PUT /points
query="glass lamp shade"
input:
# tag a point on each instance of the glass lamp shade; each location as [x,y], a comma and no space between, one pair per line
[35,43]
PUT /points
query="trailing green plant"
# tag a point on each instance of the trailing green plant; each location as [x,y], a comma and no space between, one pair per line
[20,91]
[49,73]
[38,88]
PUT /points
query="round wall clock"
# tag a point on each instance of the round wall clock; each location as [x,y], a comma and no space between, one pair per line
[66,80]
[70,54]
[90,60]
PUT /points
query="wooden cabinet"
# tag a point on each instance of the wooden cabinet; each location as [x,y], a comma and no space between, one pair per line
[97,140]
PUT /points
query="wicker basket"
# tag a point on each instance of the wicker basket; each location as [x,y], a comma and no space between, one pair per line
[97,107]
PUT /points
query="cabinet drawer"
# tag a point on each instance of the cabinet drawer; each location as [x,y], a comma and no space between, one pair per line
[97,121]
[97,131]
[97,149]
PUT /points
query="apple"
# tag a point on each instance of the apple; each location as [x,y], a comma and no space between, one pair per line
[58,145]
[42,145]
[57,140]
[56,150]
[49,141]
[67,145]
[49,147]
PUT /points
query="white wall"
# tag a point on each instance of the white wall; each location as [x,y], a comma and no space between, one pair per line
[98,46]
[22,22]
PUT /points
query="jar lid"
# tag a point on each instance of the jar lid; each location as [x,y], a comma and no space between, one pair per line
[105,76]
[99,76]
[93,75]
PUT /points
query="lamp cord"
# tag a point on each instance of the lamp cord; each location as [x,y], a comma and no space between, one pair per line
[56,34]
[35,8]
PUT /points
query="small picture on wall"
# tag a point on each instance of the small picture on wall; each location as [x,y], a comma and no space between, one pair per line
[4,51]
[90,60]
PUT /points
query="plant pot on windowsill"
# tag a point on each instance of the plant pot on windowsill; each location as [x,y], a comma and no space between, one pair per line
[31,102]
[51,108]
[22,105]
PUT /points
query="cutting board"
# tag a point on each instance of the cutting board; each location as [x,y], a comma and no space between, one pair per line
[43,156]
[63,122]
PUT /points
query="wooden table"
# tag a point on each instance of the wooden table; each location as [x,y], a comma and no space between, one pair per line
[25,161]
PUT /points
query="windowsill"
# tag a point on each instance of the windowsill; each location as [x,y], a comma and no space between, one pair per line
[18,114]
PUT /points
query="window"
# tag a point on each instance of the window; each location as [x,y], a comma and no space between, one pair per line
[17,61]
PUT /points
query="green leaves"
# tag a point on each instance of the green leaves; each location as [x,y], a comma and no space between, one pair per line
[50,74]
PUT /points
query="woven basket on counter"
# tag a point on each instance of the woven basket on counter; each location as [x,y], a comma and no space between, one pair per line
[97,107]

* [PROBLEM DETAILS] Exactly reproduce every line found in the records.

* [ANSWER IN FULL]
PUT /points
query="glass lamp shade"
input:
# tag a point on each instance of the glass lamp shade; each location as [x,y], a comma and no space between, one pair per line
[35,43]
PUT /points
query="trailing green plant"
# tag a point on each instance of the trailing green plant; each location as [x,y], a comma and no space between, one pair per line
[20,91]
[49,73]
[38,88]
PUT /points
query="round wall clock"
# tag a point on each instance of the round wall clock; each location as [x,y], a comma and no space between, one pair per line
[66,80]
[70,54]
[90,60]
PUT /points
query="wooden cabinet"
# tag a point on each instance of the wooden cabinet; each location as [x,y], a comma and no space between, one pair per line
[97,140]
PUT /points
query="wicker basket"
# tag a point on each instance of the wicker basket; each location as [x,y], a comma and no space between, one pair per line
[97,107]
PUT /points
query="cabinet drawer"
# tag a point on each instance of the cabinet drawer; each location as [x,y], a comma and no space between, one pair per line
[97,121]
[97,131]
[97,149]
PUT /points
query="apple"
# tag a point on each instance of the apple; each location as [x,y], a comma and no space between, one pair per line
[58,145]
[42,145]
[57,140]
[56,150]
[49,141]
[67,145]
[49,147]
PUT /points
query="white wall"
# tag a point on each instance of the white wall; each location as [x,y], a comma and no space between, one pair per line
[98,46]
[22,22]
PUT /points
query="jar lid"
# tag a point on each instance of the jar lid; each location as [x,y], a comma and no space between, one pair per line
[105,76]
[99,76]
[93,75]
PUT /points
query="lamp cord"
# tag a point on each instance of the lamp cord; each location as [x,y], a comma and no space between, one pair per line
[56,34]
[35,8]
PUT /points
query="small picture on wall"
# tag a point on each instance of the small picture on wall; each location as [x,y], a comma and no space between, one pair per line
[4,51]
[90,60]
PUT /points
query="plant pot on windowsill"
# tag a point on each instance of the plant pot on windowsill; each location as [x,y], a comma and no space between, one pair per line
[31,102]
[51,108]
[22,105]
PUT /points
query="cutting board"
# tag a point on each instance of the cutting board; each location as [x,y], a comma and no space between, one pair per line
[43,156]
[63,122]
PUT /points
query="wooden table"
# tag a point on each instance of the wooden table; each location as [x,y], a comma and no space between, one pair per line
[25,161]
PUT /points
query="windowsill"
# tag a point on each instance of the windowsill; each location as [x,y], a comma and no space between, one pair per line
[18,114]
PUT /points
query="window"
# tag a point on each instance of the window; each location as [x,y], a comma and no space between, one pair per line
[17,61]
PUT /points
query="green leaves"
# tag a point on each instance of the green leaves; each location as [x,y], a comma and no space between, one pair per line
[50,74]
PUT /points
query="woven basket on counter"
# tag a point on each instance of the woven basket on counter; each location as [x,y], a comma and no space between, one pair per line
[97,107]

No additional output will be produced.